There are three parts in the input yaml file.
- INPUT
   - A list of yml file, as the output from yml_generator, each yml file documents a set of input
       - the input summary statistic files with the column names in below. 
       - the input files can be from multiple directory and from different format. The input paths must follow the rules related to Unix shell. the format is to pair the column names with keys (CHR, POS, A0, A1, SNP, STAT, SE, P). if not provided, the column names of the input file will be considered as the default keys.
       - The input summary statistic file cannot have duplicated chr:pos
       - The input summary statstic file cannot have # in its header
       -`ID` in yml is the rule to generate a unique identifier for each SNP, the content of ID shall be a combination of CHR, POS, A0, A1,SNP .etc but not the actual column names. ID can not take existing id columns in the original file.
- TARGET
   - the target file is a reference summary statistic file or a file with chr, pos, a0, a1 columns at least, which the other files compare with.
- OUTPUT
   - the path of an output directory for new summary statistic files

## Output
New summary statistic files with common SNPs in all input files. the sign of statistics has been corrected to make it consistent in different data.

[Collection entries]
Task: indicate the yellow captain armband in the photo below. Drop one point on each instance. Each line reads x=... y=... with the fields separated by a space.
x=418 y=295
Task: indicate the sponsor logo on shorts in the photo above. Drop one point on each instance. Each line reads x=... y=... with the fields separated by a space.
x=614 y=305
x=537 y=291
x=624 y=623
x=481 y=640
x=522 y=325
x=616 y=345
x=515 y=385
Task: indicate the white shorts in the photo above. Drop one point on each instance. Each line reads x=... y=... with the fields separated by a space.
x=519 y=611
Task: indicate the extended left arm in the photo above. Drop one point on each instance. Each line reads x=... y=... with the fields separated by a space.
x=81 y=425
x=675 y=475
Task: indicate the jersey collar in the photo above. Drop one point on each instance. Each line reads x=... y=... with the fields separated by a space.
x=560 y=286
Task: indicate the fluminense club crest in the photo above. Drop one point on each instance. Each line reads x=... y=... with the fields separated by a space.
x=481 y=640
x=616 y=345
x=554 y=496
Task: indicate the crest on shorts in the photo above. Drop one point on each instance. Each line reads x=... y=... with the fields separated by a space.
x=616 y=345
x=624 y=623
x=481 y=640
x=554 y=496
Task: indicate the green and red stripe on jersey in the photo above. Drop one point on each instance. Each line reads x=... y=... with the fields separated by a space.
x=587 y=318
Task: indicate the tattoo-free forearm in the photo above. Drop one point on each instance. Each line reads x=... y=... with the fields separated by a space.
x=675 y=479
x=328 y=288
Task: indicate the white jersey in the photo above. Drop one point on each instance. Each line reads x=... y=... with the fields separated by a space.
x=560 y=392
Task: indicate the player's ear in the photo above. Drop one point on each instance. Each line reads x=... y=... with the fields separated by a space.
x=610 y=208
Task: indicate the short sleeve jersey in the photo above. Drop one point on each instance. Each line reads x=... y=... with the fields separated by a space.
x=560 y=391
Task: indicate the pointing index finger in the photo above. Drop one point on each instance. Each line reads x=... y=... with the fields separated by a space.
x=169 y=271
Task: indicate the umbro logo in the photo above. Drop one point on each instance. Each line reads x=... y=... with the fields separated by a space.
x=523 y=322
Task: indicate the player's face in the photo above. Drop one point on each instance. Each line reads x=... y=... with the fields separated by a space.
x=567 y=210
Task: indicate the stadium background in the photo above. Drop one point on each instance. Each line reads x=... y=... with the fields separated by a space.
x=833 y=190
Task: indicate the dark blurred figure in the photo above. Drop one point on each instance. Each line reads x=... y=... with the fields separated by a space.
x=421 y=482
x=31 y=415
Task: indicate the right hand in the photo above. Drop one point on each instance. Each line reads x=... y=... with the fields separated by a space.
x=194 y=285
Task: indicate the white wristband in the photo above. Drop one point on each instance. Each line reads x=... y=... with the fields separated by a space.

▶ [Exercises]
1 > Print the section of the input yaml file notes that opens with the words containing "There are three" and closes with "the default keys.".
2 > Write what follows the final sentence of the input yaml file notes, carrying them on in the same manner.

▶ [Answers per task]
1 >
There are three parts in the input yaml file.
- INPUT
   - A list of yml file, as the output from yml_generator, each yml file documents a set of input
       - the input summary statistic files with the column names in below. 
       - the input files can be from multiple directory and from different format. The input paths must follow the rules related to Unix shell. the format is to pair the column names with keys (CHR, POS, A0, A1, SNP, STAT, SE, P). if not provided, the column names of the input file will be considered as the default keys.

2 >
   - for each input sumstat file, a qced version will be generated.
   - The generated sumstat files will have header as \"CHR,  POS,  A0, A1, SNP , STAT ,   SE, P\" regardless of input header
   - The generated sumstat files will be in gz format.

The header of actual output sumstat depends on the yml specification provided in the yml. However, all of them will have the column of `ID, CHR, POS, A0, A1, SNP, STAT, SE, P`. 

For example, when the input sumstat is from TensorQTL, the column specification is:

- GENE: Molecular trait identifier.(gene)
- CHR: Variant chromosome.
- POS: Variant chromosomal position (basepairs).
- A0: Variant reference allele (A, C, T, or G).
- A1: Variant alternate allele.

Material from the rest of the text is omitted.